Reproduce verbatim the lines that follow, starting at the line containing "In the photo above, where can the cat's head" and ending at the line containing "column 196, row 56", both included.

-- DATA SUPPLIED start --

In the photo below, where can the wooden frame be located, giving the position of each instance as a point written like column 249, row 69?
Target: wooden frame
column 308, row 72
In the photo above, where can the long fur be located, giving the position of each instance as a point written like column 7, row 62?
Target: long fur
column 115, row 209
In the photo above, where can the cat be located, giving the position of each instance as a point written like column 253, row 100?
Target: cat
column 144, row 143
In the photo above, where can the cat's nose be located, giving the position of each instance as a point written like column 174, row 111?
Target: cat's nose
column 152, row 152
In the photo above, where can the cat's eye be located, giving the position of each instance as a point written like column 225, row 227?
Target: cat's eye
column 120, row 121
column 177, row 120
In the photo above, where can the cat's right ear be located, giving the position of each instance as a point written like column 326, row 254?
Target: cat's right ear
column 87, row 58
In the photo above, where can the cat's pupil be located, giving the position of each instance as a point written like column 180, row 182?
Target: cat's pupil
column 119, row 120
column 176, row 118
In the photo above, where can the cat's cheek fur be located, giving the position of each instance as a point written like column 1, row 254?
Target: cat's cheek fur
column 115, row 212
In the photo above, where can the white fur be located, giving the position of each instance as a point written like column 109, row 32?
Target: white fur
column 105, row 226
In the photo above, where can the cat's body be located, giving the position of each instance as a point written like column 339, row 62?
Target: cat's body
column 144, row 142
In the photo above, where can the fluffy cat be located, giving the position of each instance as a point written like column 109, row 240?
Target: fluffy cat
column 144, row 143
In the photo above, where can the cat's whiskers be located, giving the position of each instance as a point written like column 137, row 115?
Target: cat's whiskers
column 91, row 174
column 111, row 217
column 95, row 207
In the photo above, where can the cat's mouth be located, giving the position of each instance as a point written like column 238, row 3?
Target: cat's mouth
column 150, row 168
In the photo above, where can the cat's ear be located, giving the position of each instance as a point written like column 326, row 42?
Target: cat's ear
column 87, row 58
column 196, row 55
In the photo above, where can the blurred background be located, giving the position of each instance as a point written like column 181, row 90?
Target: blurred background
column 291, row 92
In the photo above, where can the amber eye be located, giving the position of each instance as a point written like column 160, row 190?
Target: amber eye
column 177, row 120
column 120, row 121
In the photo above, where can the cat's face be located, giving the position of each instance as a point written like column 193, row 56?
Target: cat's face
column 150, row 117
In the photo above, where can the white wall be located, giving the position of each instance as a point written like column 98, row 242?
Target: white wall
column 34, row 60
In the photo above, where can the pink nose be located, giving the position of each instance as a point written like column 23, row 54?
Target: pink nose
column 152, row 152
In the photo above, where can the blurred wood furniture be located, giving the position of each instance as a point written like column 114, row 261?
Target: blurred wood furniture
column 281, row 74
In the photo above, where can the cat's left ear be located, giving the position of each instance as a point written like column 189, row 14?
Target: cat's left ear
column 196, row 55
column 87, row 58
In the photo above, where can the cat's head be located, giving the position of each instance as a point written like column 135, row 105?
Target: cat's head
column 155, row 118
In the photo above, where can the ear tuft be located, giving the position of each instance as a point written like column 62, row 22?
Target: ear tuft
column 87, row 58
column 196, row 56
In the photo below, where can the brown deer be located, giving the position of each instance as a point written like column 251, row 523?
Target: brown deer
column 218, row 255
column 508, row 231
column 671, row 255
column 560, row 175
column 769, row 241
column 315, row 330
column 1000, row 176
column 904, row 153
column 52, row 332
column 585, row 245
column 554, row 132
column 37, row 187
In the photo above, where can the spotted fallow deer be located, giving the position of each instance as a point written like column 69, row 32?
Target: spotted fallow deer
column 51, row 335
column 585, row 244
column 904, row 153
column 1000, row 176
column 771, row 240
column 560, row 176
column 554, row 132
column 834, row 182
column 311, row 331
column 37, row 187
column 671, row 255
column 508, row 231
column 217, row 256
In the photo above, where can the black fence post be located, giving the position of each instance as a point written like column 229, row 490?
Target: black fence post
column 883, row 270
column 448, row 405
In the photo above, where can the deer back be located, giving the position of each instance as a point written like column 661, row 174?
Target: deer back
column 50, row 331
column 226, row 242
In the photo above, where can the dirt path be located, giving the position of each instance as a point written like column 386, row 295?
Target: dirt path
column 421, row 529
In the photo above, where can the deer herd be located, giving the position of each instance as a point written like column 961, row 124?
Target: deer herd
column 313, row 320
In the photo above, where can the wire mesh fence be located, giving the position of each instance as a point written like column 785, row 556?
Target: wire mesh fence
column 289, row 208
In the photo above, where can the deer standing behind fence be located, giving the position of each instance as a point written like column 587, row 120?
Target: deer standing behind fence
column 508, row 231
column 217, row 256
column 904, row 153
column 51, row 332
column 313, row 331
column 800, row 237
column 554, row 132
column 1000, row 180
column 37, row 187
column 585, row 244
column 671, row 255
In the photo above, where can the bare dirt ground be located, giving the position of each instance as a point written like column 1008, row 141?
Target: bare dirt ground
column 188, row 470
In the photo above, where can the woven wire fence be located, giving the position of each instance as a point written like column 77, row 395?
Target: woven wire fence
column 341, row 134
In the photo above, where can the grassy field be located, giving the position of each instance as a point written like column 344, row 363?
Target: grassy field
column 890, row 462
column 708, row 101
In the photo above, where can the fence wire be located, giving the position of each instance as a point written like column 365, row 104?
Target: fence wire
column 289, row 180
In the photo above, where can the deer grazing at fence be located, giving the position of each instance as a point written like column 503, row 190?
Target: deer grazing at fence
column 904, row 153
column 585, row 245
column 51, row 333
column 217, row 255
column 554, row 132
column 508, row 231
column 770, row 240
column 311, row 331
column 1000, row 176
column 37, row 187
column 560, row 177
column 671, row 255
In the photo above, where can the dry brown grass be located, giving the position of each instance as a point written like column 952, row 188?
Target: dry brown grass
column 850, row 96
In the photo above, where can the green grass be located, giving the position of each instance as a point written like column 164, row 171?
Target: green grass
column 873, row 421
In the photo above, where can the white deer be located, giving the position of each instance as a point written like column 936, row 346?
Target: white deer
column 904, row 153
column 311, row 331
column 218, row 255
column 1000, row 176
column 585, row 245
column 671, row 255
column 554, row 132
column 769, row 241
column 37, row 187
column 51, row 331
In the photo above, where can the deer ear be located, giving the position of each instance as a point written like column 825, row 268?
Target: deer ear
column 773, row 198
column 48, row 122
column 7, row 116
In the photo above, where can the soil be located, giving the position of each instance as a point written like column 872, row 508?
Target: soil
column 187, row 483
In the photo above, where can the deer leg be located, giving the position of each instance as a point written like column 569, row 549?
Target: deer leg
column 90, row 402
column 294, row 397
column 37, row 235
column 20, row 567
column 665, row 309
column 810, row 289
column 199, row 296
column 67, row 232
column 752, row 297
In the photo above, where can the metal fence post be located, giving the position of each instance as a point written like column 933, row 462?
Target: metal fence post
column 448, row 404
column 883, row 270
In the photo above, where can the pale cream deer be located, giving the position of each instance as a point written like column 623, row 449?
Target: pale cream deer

-- DATA SUPPLIED end --

● **REPLY TO THE TASK**:
In the photo above, where can the cat's head be located, giving the position of each instance as a point written like column 135, row 105?
Target: cat's head
column 155, row 118
In the photo above, where can the ear tuft be located, giving the position of each instance as a point written like column 62, row 22?
Target: ear tuft
column 87, row 58
column 196, row 56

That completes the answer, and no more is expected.